▶ Alıştırmanın Amacı:
Aşağıdaki kayıtlarda "On this screen, I'm looking for the asphalt" ifadesini içeren satırdan "[801,878,952,934]" ifadesini içeren satıra kadar, iki uç satır da dahil, tüm satırları hiçbir değişiklik yapmadan yeniden yazın.

-*-

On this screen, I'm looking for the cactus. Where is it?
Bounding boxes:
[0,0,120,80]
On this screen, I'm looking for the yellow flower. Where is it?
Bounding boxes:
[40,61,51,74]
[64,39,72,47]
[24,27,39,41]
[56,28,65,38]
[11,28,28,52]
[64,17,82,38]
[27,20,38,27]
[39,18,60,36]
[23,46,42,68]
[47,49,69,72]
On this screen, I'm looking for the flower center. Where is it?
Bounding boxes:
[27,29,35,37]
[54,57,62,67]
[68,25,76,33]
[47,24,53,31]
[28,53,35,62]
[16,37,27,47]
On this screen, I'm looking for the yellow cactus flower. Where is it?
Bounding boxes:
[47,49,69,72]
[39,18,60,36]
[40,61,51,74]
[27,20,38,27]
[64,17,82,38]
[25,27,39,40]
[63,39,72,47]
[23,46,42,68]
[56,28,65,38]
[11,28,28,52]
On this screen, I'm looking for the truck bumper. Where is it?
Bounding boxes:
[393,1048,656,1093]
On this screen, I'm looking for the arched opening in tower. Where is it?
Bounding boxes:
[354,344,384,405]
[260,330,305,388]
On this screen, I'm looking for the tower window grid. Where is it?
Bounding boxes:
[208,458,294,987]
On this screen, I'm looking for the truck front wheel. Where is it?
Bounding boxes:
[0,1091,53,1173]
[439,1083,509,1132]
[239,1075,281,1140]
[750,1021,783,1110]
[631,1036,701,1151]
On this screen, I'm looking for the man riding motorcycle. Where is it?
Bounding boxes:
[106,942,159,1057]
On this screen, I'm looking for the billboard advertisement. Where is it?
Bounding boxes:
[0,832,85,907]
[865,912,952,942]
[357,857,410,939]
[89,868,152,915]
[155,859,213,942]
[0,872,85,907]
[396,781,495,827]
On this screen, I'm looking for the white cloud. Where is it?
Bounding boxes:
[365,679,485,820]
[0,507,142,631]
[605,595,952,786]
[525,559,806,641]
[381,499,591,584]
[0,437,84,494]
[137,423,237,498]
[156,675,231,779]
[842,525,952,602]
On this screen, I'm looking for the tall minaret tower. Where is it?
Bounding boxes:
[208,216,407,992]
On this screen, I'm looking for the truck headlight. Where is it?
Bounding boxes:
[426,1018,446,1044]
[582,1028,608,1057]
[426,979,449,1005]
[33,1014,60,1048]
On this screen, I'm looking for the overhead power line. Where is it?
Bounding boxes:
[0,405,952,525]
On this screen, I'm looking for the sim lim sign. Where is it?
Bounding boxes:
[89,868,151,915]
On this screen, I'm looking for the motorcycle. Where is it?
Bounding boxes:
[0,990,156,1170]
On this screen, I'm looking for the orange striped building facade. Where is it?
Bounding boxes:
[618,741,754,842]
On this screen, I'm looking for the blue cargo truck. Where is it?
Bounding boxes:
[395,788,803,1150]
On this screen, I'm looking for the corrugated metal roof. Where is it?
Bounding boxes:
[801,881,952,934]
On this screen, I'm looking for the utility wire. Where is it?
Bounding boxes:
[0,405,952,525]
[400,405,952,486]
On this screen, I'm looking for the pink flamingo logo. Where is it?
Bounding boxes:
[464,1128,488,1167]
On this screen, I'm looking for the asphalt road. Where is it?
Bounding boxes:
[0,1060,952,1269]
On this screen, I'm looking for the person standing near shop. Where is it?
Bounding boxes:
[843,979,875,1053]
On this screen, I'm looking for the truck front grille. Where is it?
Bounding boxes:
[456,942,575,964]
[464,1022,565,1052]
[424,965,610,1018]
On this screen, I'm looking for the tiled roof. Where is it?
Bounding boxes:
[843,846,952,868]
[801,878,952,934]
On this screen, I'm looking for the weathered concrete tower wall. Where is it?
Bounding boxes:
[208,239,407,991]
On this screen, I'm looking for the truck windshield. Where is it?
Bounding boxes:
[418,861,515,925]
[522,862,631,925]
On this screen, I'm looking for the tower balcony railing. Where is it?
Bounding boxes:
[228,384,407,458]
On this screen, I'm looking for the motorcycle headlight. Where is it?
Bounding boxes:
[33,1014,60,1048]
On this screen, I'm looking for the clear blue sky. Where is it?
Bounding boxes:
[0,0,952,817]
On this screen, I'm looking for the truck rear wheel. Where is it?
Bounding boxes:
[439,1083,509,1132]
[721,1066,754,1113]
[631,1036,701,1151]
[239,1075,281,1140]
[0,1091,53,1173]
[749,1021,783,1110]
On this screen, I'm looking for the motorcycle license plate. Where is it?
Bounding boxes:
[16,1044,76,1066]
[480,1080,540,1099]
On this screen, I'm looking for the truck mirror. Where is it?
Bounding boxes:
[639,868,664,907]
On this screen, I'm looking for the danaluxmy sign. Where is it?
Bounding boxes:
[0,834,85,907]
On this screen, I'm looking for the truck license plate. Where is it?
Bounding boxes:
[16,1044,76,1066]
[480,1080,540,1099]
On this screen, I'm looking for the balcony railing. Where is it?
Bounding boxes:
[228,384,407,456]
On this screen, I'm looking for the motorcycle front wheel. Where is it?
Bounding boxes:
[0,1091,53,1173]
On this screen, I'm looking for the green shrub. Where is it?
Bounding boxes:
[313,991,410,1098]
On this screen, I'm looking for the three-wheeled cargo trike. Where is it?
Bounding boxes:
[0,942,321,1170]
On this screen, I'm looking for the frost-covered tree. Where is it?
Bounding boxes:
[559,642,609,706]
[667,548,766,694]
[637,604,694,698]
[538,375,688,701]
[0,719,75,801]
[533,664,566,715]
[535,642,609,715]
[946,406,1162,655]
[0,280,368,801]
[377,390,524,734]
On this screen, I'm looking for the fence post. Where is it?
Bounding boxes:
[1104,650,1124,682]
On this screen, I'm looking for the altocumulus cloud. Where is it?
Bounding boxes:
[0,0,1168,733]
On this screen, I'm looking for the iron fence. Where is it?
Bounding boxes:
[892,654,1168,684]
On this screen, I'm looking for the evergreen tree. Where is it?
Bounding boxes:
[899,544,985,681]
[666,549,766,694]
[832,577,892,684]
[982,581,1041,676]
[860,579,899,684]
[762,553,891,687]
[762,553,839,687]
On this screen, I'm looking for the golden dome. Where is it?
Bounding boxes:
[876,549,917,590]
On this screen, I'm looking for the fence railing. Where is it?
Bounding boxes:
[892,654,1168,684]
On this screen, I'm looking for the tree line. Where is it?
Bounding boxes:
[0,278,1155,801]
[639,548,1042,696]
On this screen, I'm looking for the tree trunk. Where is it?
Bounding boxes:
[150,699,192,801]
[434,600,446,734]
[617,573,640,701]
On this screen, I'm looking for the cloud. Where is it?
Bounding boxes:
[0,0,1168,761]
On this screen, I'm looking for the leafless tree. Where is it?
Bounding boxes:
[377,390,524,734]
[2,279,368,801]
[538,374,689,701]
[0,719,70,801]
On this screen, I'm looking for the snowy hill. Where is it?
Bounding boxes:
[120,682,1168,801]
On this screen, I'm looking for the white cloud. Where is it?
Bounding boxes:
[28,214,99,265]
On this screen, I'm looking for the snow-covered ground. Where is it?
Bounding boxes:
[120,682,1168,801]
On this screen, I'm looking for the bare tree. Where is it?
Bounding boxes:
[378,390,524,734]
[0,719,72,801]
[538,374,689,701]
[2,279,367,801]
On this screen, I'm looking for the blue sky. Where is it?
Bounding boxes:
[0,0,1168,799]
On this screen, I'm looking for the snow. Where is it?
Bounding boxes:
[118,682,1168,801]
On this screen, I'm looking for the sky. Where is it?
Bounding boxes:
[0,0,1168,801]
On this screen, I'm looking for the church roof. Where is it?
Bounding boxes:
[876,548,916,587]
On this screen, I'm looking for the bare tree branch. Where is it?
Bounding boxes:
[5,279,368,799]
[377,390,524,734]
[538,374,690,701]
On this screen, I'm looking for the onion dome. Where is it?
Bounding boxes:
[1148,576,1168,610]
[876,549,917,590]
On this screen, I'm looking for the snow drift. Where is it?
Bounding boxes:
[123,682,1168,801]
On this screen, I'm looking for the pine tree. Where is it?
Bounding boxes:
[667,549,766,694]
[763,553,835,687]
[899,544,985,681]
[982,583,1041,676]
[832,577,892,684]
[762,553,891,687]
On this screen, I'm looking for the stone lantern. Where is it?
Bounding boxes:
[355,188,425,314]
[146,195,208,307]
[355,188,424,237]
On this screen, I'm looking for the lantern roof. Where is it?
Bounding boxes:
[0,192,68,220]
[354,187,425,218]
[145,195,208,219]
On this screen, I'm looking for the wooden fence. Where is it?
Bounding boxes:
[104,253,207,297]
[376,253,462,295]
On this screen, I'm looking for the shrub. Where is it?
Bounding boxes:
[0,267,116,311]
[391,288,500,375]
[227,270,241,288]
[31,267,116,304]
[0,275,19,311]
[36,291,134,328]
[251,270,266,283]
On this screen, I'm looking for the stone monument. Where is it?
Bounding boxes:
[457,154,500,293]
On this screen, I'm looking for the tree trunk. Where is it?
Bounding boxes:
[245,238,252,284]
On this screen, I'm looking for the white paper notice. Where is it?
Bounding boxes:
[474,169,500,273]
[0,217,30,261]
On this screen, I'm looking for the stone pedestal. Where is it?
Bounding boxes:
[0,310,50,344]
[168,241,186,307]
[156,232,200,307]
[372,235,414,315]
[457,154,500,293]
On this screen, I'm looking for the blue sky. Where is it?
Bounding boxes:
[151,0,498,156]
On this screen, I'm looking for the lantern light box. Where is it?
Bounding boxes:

-*-

▶ Görev Sonucu:
On this screen, I'm looking for the asphalt road. Where is it?
Bounding boxes:
[0,1060,952,1269]
On this screen, I'm looking for the person standing near shop. Where is it?
Bounding boxes:
[843,979,875,1053]
On this screen, I'm looking for the truck front grille. Where is it?
Bounding boxes:
[456,942,575,964]
[464,1022,565,1052]
[424,965,610,1018]
On this screen, I'm looking for the tiled roof. Where is it?
Bounding boxes:
[843,846,952,868]
[801,878,952,934]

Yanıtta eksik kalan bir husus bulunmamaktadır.